== Consigne 1 ==
Rendez en anglais cette phrase tirée de la critique du recueil d'Anne Serre : « Ce recueil est-il un autoportrait éclaté de l'auteur ou un pur jeu littéraire ? »
== Consigne 2 ==
Rédigez la suite de la critique du recueil d'Anne Serre, en partant de sa dernière phrase.

== Texte fourni ==
....
Car comment savoir ce qui est vrai, ou un produit de notre imagination ? « Il y a quinze ans à Londres » : la narratrice y raconte une rencontre avec une femme qui prétend l’avoir connue dans le passé. Mais rien dans leur échange ne concorde, j’ai alors pensé qu’Ethel me confondait, elle aussi, avec quelqu’un d’autre (…) Mais je n’ai rien dit. Pourquoi vouloir toujours rétablir la vérité ? Entreprise impossible car le réel doit compter sur son rival l’imaginaire, si puissant qu’il en est déréalisant. Ainsi l’événement de la mort de Beckett (« Quand meurt un parent proche »), assimilé à un proche, est si bouleversant qu’il en désensibilise l’héroïne et annule la portée d’un dîner qui s’annonçait pour elle majeur et bouleversant. Ou comme tous ces voyages réalisés aux quatre coins du monde qui n’ont laissé aucune trace dans son oeuvre, qui n’entraient jamais dans mes livres. Et toutes ces anecdotes qu’Anne Serre nous raconte : sont-elles vraies ou fausses ? A la fin du recueil, dans les Remerciements, elle révèle que la plupart des nouvelles commencent par la première phrase d’un ouvrage de ma bibliothèque. Ce recueil est-il un autoportrait éclaté de l’auteur ou un pur jeu littéraire ? Les deux à la fois sans doute, les livres étant comme une seconde peau pour la narratrice.
....
== Données fournies ==
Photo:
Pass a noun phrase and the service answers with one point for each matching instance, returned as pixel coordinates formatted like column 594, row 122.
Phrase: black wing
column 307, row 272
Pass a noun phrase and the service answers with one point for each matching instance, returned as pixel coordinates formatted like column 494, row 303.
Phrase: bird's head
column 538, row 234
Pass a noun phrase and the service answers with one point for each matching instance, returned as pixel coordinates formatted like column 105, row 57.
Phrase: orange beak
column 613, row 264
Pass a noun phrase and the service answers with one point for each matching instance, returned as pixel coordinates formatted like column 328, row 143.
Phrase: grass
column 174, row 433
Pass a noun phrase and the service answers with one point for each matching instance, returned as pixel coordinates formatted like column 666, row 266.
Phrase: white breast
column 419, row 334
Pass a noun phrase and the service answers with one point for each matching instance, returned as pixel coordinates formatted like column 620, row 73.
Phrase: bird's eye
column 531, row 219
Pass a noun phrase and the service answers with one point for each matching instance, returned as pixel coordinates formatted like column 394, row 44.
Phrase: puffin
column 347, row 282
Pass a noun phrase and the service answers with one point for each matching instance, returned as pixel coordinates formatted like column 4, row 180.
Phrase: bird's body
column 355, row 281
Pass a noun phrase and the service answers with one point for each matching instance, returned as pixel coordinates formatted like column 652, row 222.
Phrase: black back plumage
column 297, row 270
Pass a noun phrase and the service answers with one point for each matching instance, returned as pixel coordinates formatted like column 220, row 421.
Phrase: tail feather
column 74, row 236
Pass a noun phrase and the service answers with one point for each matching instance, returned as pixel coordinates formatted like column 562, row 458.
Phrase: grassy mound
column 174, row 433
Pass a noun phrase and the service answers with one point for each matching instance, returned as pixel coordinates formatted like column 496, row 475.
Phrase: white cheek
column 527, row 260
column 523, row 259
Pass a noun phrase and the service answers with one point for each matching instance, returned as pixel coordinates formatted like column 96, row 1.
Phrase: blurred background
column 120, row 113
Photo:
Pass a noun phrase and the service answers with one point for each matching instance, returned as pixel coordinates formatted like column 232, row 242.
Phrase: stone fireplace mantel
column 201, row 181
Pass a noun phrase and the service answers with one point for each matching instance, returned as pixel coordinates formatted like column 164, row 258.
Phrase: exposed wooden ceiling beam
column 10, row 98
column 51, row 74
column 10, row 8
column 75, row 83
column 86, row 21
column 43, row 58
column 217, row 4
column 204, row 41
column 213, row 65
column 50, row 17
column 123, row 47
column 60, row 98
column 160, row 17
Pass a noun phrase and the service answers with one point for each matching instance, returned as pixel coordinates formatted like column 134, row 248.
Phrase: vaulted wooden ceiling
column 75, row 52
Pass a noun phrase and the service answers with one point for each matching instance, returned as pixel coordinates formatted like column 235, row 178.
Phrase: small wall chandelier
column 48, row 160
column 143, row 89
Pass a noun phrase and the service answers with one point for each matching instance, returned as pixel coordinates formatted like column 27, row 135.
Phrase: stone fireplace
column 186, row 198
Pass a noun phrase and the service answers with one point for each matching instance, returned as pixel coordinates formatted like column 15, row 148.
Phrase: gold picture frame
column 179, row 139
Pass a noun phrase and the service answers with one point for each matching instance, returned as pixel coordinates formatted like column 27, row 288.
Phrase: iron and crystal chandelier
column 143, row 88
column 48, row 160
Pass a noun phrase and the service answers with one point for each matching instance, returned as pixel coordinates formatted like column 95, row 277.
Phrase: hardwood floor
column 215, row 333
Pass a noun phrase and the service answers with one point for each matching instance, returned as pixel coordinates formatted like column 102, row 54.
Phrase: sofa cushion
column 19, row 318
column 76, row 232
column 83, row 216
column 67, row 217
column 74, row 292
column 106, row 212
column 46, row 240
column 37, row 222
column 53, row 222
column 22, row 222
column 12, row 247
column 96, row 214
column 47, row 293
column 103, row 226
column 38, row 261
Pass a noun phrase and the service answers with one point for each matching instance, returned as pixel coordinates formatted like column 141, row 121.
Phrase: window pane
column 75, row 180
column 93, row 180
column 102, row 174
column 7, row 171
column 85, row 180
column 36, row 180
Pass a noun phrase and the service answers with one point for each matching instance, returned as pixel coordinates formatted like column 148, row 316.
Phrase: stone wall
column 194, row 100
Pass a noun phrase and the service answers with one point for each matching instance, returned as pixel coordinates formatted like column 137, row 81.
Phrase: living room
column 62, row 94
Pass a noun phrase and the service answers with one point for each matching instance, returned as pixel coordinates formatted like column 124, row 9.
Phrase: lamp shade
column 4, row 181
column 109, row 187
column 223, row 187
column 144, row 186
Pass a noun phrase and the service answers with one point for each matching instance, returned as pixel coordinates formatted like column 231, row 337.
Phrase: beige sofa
....
== Réponse correcte 1 ==
Is this collection a fragmented self-portrait of the author, or a pure literary game?

== Réponse correcte 2 ==
 
Donc peu de chute, pas d’explication rationnelle des incidents, plus ou moins étranges, qui émaillent ces récits. Ce qui est une façon de dire que tout ne s’explique pas, que le hasard règne sur les choses. Le hasard qui a fait que sa soeur est internée dans un hôpital psychiatrique, et pas elle : je me demandais pourquoi c’était elle qui était là, et moi dehors. Pourquoi ce coup de dés. (« Sur un coup de dés »). Car souvent on ne sait pas pourquoi les choses arrivent, ou finissent, elles arrivent, un point c’est tout. On peut tout juste les pressentir par des petits signes auxquels l’auteur décide de donner l’importance de présages. Dans « Hyères », l’héroïne vit une histoire d’amour heureuse et puis, soudain, elle voit un chat noir dans la rue, joue avec l’idée de le suivre, avec l’intention solidement arrimée en moi de ne pas le lâcher, notre promenade dût-elle durer mille ans. Mais elle n’en fait rien et en refusant de se fier à ce signe du destin, elle signe la rupture amoureuse, qui arrivera quelques années plus tard.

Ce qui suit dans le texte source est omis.